[Required work]: Each line below should be restated exactly, with nothing dropped.

[Data records]:
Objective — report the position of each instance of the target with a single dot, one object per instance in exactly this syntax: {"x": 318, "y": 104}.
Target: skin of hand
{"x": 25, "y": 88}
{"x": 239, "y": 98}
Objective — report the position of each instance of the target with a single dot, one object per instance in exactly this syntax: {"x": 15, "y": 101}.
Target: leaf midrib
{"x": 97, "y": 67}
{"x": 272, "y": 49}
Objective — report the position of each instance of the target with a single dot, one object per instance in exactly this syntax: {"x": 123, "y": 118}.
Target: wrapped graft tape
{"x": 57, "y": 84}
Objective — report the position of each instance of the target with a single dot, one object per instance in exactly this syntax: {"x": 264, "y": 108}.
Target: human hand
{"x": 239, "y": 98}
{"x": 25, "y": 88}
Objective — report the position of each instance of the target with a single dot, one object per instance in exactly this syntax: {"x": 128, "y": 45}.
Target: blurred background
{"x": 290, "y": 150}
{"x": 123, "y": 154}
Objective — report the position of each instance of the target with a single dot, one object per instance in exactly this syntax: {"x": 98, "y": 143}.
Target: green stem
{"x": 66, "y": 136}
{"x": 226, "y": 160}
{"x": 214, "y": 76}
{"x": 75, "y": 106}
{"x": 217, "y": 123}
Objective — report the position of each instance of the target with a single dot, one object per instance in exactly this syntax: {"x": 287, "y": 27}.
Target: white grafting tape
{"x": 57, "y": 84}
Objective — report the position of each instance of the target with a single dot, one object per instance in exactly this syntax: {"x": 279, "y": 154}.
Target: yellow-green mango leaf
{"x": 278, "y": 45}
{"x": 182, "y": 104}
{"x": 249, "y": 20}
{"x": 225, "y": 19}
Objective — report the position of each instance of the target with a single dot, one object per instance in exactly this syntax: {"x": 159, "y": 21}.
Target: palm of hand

[Response to the task]:
Objective — report the position of each instance of the target with a single dot, one object per instance in exactly this syntax: {"x": 318, "y": 104}.
Target: skin of hand
{"x": 25, "y": 88}
{"x": 239, "y": 98}
Objective — report the position of each instance of the target with a single dot, one object per instance in exactly this syntax: {"x": 15, "y": 101}.
Target: leaf midrib
{"x": 97, "y": 67}
{"x": 272, "y": 49}
Objective — report the position of each instance of the target with a single dot, one object per instance in exactly this syntax: {"x": 123, "y": 118}.
Target: wrapped graft tape
{"x": 57, "y": 84}
Objective — report the position of each instance of the target with a single dot, one object per instance in exactly this syntax: {"x": 264, "y": 108}.
Target: human hand
{"x": 239, "y": 98}
{"x": 25, "y": 88}
Objective — report the position of each instance of the target with a single dot, one object per instance in exactly this syntax: {"x": 128, "y": 45}.
Target: blurred background
{"x": 290, "y": 150}
{"x": 123, "y": 154}
Objective — report the position of each instance of the target with a single dot, one object per instance in exactly this syntax: {"x": 98, "y": 143}.
Target: green stem
{"x": 66, "y": 136}
{"x": 226, "y": 160}
{"x": 214, "y": 76}
{"x": 75, "y": 106}
{"x": 217, "y": 123}
Objective — report the position of each instance of the target with a single dot, one object per instance in exactly this syntax: {"x": 287, "y": 27}.
Target: white grafting tape
{"x": 57, "y": 84}
Objective — report the position of each instance of the target with a single dot, one object per instance in exactly this syntax: {"x": 279, "y": 154}.
Target: yellow-green mango leaf
{"x": 278, "y": 45}
{"x": 182, "y": 104}
{"x": 249, "y": 20}
{"x": 225, "y": 19}
Objective — report the position of each instance of the target with a single dot, one object per instance in exactly this syntax: {"x": 159, "y": 21}.
Target: palm of hand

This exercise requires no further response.